-- begin Material provided --

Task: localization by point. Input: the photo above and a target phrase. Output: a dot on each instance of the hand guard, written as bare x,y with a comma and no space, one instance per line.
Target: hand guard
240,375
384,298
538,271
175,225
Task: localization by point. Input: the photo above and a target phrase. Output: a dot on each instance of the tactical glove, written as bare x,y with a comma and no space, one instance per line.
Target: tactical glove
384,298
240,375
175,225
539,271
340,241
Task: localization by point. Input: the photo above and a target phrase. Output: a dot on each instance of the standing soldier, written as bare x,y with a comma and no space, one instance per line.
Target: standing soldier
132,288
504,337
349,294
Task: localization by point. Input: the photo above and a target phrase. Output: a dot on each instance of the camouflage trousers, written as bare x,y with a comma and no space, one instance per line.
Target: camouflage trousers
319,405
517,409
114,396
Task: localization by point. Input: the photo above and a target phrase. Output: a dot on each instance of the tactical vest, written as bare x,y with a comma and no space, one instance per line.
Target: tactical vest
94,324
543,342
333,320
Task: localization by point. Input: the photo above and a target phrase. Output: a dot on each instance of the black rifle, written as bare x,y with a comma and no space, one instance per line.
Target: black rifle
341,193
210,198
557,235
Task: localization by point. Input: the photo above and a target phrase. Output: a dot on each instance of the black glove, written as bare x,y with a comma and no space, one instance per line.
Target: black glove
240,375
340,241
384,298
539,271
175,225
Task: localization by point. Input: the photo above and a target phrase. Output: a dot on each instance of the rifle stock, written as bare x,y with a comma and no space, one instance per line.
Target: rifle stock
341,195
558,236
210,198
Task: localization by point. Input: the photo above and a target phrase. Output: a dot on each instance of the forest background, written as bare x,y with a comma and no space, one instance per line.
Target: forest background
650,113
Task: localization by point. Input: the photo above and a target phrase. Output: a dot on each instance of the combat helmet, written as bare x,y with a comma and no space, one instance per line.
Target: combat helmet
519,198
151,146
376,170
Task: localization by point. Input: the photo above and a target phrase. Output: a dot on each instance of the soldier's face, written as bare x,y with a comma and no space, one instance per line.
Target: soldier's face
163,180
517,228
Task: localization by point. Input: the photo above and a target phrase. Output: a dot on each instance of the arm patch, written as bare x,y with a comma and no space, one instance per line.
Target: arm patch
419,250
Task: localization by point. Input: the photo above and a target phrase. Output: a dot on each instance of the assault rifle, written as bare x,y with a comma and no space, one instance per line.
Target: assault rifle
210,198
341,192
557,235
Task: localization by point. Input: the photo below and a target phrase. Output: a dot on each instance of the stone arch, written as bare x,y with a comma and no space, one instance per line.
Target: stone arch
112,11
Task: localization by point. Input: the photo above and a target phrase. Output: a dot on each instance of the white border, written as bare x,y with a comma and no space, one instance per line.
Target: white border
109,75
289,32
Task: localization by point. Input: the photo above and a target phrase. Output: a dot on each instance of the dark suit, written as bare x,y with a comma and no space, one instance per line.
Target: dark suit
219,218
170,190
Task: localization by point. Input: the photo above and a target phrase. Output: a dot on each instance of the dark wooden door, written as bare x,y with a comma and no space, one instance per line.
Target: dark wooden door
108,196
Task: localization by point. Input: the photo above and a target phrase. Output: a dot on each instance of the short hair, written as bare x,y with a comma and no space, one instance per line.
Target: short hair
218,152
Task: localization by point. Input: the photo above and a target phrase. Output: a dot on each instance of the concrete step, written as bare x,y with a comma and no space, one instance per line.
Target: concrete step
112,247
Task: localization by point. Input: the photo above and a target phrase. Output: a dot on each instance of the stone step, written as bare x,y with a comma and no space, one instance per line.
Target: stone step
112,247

-- end Material provided --

_What is required:_
Rewrite every one of the records above, changing "localization by point" to "point localization" wherever it occurs and keeping all other text identical.

_Complete answer:_
Task: point localization. Input: the photo above and a target phrase. Output: a dot on each instance of the hand guard, written as bare x,y with a comma and no space, one instance per line.
Target: hand guard
240,375
384,298
538,271
175,225
Task: point localization. Input: the photo above and a target phrase. Output: a dot on each instance of the tactical glove, written as bare x,y with a comma and no space, one instance per line.
Target: tactical glove
384,298
240,375
175,225
539,271
340,241
Task: point localization. Input: the photo above and a target phrase. Output: a dot on each instance of the standing soldier, written as bare x,y with a comma and no space, one instance per line.
Target: standing soldier
132,288
504,337
349,294
Task: point localization. Input: the photo above and a target phrase. Output: a dot on each instance of the camouflage trousers, written as bare x,y with a comma and no space, one instance per line.
Target: camouflage trousers
319,405
517,409
114,396
Task: point localization. Input: the photo above and a target phrase. Output: a dot on each instance of the tactical vest, written as bare x,y with a comma and no space, one instance per line.
Target: tactical vest
94,324
543,342
333,320
Task: point localization. Input: the photo above and a target phrase. Output: a dot on each instance of the black rifle, written as bare x,y with a comma and no space, one instance per line.
Target: black rifle
341,193
210,198
557,235
Task: point localization. Input: the photo above and a target phrase. Output: a dot on each instance of the black glove, written as bare x,y with a comma and no space, one instance per line.
Target: black glove
240,375
340,241
384,298
539,271
175,225
Task: point localization. Input: the photo above and a target phrase. Output: a dot on each instance of the rifle stock, written as bare x,y with a comma and no space, one instance per line.
Target: rifle stock
341,195
558,236
210,198
Task: point localization. Input: the photo above and a target phrase. Output: a dot on each instance of the forest background, written as bare x,y with a comma and no space, one instance per line.
Target: forest background
650,113
Task: point localization. Input: the photo above and a target phrase. Output: a dot on each instance of the combat helmet, written as bare x,y with a comma and no space, one instance per line.
Target: combat helmet
519,198
151,146
376,170
Task: point localization. Input: the photo above and a target phrase. Output: a dot on each instance of the soldier's face, written as bare x,y with a comma and no space, one instance per line.
Target: soldier's face
163,180
517,228
Task: point localization. Input: the photo above and a target phrase. Output: a dot on each instance of the arm patch, written as bare x,y with a comma and no space, one instance per line.
Target: arm patch
419,250
Task: point localization. Input: the photo above and a target phrase. Output: a dot on each instance of the assault rifle, written as bare x,y with a comma and no space, one instance per line.
Target: assault rifle
210,198
341,192
557,235
Task: point localization. Input: the photo below and a target phrase. Output: a dot on each instance of the stone arch, written as bare x,y with a comma and no space, one instance per line.
Target: stone arch
112,11
Task: point localization. Input: the photo above and a target phrase. Output: a dot on each instance of the white border, written as bare x,y with a comma and no space, one instance per line.
Target: white border
109,75
289,32
Task: point localization. Input: the photo above and a target phrase. Output: a dot on each instance of the dark suit, written as bare x,y with a comma and no space, one instance per line.
Target: dark suit
219,218
170,190
Task: point localization. Input: the photo above and a target phrase. Output: a dot on each instance of the dark wooden door, written as bare x,y with a comma and no space, one instance per line.
Target: dark wooden door
108,196
Task: point localization. Input: the photo above and a target phrase. Output: a dot on each instance of the short hair, written as bare x,y with a comma and no space, one instance per line.
Target: short hair
218,152
Task: point localization. Input: the photo above and a target phrase. Output: a dot on each instance of the concrete step, written as bare x,y with a comma and no space, one instance per line.
Target: concrete step
112,247
Task: point localization. Input: the photo above and a target phrase. Output: a dot on each instance of the stone step, written as bare x,y with a comma and no space, one instance per line.
Target: stone step
112,247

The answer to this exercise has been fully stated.